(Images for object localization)

———

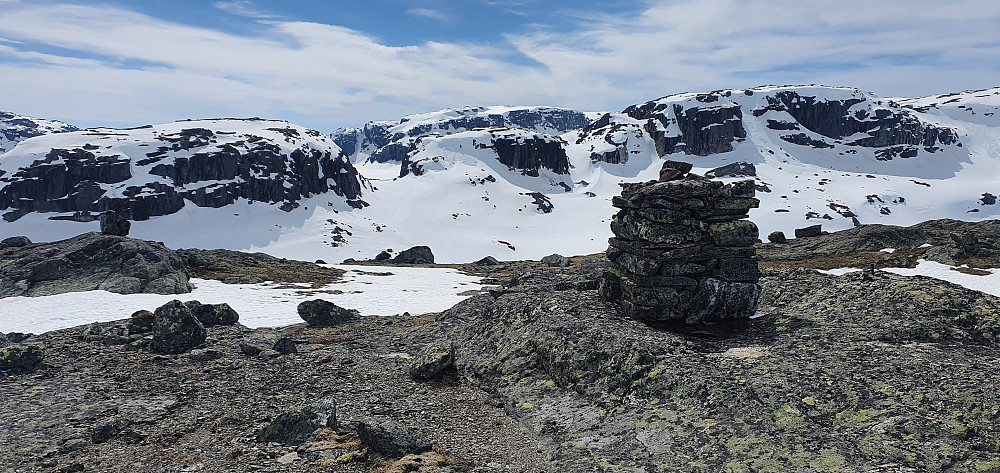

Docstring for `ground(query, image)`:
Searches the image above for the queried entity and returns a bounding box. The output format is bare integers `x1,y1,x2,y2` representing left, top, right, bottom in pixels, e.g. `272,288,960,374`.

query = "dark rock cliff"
761,91,958,150
0,123,364,222
624,100,747,157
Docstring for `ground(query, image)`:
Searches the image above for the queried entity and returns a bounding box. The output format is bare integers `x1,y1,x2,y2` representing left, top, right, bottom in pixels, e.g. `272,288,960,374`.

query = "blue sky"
0,0,997,131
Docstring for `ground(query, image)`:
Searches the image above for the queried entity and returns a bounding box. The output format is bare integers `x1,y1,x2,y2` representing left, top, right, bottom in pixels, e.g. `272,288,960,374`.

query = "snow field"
0,265,484,334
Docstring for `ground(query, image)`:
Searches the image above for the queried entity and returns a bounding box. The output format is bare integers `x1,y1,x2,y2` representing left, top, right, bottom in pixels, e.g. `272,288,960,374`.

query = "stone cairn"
600,160,762,328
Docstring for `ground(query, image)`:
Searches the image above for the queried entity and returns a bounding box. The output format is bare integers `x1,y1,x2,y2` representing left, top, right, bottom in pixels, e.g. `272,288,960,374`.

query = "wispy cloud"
405,8,452,21
213,1,276,19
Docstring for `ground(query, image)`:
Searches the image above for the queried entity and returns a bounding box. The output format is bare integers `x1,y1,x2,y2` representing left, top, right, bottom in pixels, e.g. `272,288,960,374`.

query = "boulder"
256,399,338,445
183,301,239,326
375,250,392,261
794,224,823,238
150,300,206,354
0,344,44,374
128,310,154,334
392,246,434,264
658,160,693,181
99,211,131,236
409,344,455,381
0,236,31,249
297,300,360,327
356,417,431,458
767,231,787,244
541,254,571,267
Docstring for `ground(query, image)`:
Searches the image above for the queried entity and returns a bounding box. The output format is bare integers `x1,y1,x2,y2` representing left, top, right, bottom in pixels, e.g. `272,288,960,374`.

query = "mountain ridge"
1,84,998,263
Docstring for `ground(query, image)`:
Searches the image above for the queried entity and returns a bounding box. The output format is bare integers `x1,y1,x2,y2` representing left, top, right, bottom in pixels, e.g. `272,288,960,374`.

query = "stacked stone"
601,161,762,325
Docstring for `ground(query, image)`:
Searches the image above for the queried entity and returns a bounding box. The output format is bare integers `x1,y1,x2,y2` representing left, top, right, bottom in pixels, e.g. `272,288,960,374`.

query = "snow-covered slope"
332,105,592,163
0,111,78,154
2,86,997,263
0,119,365,225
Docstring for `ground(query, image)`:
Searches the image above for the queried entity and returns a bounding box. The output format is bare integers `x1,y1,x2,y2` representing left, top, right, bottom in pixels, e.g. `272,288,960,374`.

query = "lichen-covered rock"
409,344,455,381
297,300,360,327
151,300,206,354
767,231,787,243
0,344,44,374
99,211,130,236
184,301,239,326
541,254,571,267
256,399,337,445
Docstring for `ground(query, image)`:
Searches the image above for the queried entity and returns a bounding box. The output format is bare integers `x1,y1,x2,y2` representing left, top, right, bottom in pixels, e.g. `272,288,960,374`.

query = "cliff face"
581,86,962,164
0,120,364,222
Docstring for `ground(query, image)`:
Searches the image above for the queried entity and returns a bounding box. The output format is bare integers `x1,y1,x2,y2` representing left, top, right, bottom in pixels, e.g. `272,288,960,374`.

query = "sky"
0,0,998,132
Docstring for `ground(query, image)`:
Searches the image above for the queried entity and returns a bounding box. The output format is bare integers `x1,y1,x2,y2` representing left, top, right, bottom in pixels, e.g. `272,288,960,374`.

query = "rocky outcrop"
490,136,570,176
392,246,435,264
0,120,365,222
0,232,193,298
601,163,761,327
625,100,747,156
764,90,958,149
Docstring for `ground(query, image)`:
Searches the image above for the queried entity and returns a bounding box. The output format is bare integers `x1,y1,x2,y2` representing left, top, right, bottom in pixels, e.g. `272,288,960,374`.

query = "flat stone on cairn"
601,161,762,328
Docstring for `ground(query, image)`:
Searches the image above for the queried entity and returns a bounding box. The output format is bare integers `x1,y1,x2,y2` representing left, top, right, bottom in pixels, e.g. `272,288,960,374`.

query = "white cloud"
0,0,996,131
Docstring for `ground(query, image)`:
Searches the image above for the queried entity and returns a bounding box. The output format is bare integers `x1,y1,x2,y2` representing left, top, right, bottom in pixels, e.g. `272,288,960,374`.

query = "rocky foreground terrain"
2,220,1000,472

———

## WORK INSTRUCTIONS
Without the pictures, reproduce every record exactly as it appears above.

## WRITTEN ANSWER
Docstring for `ground(query, image)`:
Searches the image above for the queried entity and returns a bounding box. The output format is bare integers `x1,y1,x2,y2` representing left, top, right, bottom in pixels, e.g. `272,288,960,374`.

query = "dark rock cliff"
761,91,958,150
0,123,364,222
624,100,747,157
Docstring for `ground(query, image)`:
Searches the image above for the queried entity and returns a bounding box. The output format is bare integers `x1,y1,x2,y2` representing left, top, right, bottom in pixels, e.g. `272,288,960,374`.

query = "blue sky"
0,0,997,131
Docstring for `ground(query, image)`:
Searches the image above for the queried entity and returns a bounding box. The output format is bare integers `x1,y1,x2,y2` representing left, top, right, bottom in pixels, e.g. `272,288,960,374`.

query = "snow field"
0,265,484,334
Docstring for `ground(query, image)`:
Searches the image above for the queried entity and returns a bounding box. The output format is bare integers `x1,y1,x2,y2` representing left, top, right, bottom in pixels, e.g. `272,288,960,374`.

query = "stone cairn"
600,160,762,328
Docstring for `ground(query, image)`:
Searches the image above for the queried entity and returns a bounding box. The output format is bare integers `x1,y1,x2,y2` representing left, top, right, bottom in pixels, e.g. `272,288,960,374`.

query = "wispy cloud"
405,8,452,21
213,1,276,19
Docstring for `ground(query, image)`:
Searches the image above for the queried entity and returns a bounding box. The output format is bare integers `x1,y1,x2,y2` representing left, top, right, bottom in pixels, e.g. `272,288,960,374`.

query = "boulder"
256,399,338,445
183,301,239,326
375,250,392,261
794,224,823,238
150,300,206,354
0,344,44,374
128,310,154,334
392,246,434,264
658,160,693,181
99,211,131,236
409,344,455,381
0,236,31,249
297,300,360,327
356,417,431,458
767,231,787,244
541,254,571,267
Docstring for `ground(query, image)`:
Searches the image above for the queried entity and returns a bounding box. The output format is bare integers `x1,y1,x2,y2` representing left, top, right, bottom in pixels, e.g. `272,288,960,374`.

query = "mountain ridge"
1,84,998,263
Docstring for `ground(query, image)`:
Searches the image above for the queried entity and returns a bounding box. The output format is bare integers `x1,y1,x2,y2` representing left, top, right, bottom in pixels, e.g. `272,288,960,374`.

query = "stacked stone"
601,161,762,325
Docstring for `ground(query, image)`:
Searches the image above for the queried entity and returns a bounding box. The output format is bare integers `x1,y1,x2,y2` representing left, top, right, bottom in pixels, e.g. `272,288,960,374`.

query = "snow-covered slope"
332,105,592,163
0,111,78,154
2,86,997,263
0,119,365,225
Docstring for `ground(query, image)`:
Searches the image above for the queried entity and returns a bounding box. The output format is bare integers `x1,y1,x2,y2` representing left, top, right, bottom in pixels, e.g. `272,288,960,374`.

query = "lichen-covered rock"
409,344,455,381
297,300,360,327
151,300,206,354
767,231,787,243
0,344,44,374
99,211,130,236
184,301,239,326
541,254,571,267
256,399,337,445
Docstring for `ground(query, image)`:
Searches the image above for the queried entity and returns a bounding box. The output format is bare integers `x1,y1,x2,y2` representing left, top, right, bottom in pixels, e.g. `272,288,960,374`.

query = "cliff face"
581,86,962,164
0,120,364,222
Docstring for `ground(query, image)`:
Searches the image above for the queried entity and returns a bounding box. The output format is bare integers `x1,y1,x2,y2` representing left, top, right, bottom in pixels, e.g. `272,288,960,374`.

query = "sky"
0,0,998,132
Docstring for `ground(query, image)`:
Searches the image above for the queried entity and returns a bounding box. The output format is bare integers `x1,y1,x2,y2` representing left, top, right, bottom in pixels, e.g. `272,288,960,374`.

query = "rocky outcrop"
490,136,570,176
392,246,435,264
0,120,365,222
0,232,193,298
601,163,761,327
625,100,747,156
764,90,958,149
Docstring for `ground(query, image)`:
Searches the image above for the queried entity and returns a bounding box. The output format is bare integers `x1,y1,x2,y2` representing left, top, right, bottom in pixels, e.g. `272,288,960,374`.

query = "flat stone on cairn"
601,161,762,328
Docstring for `ground(query, image)`:
Searches the image above for the queried entity and returns a bounding box. The output format is bare integers `x1,y1,x2,y2` representing left, top, right, bottom in pixels, e.g. `272,288,960,374`.

query = "white cloud"
0,0,996,131
Docstring for `ground(query, image)`:
Searches the image above for the queried entity and returns a bounding box. The output format is bare integers `x1,y1,x2,y2` representing left, top, right, bottom in pixels, e.g. `272,288,960,374`.

query = "rocky foreground terrain"
2,220,1000,472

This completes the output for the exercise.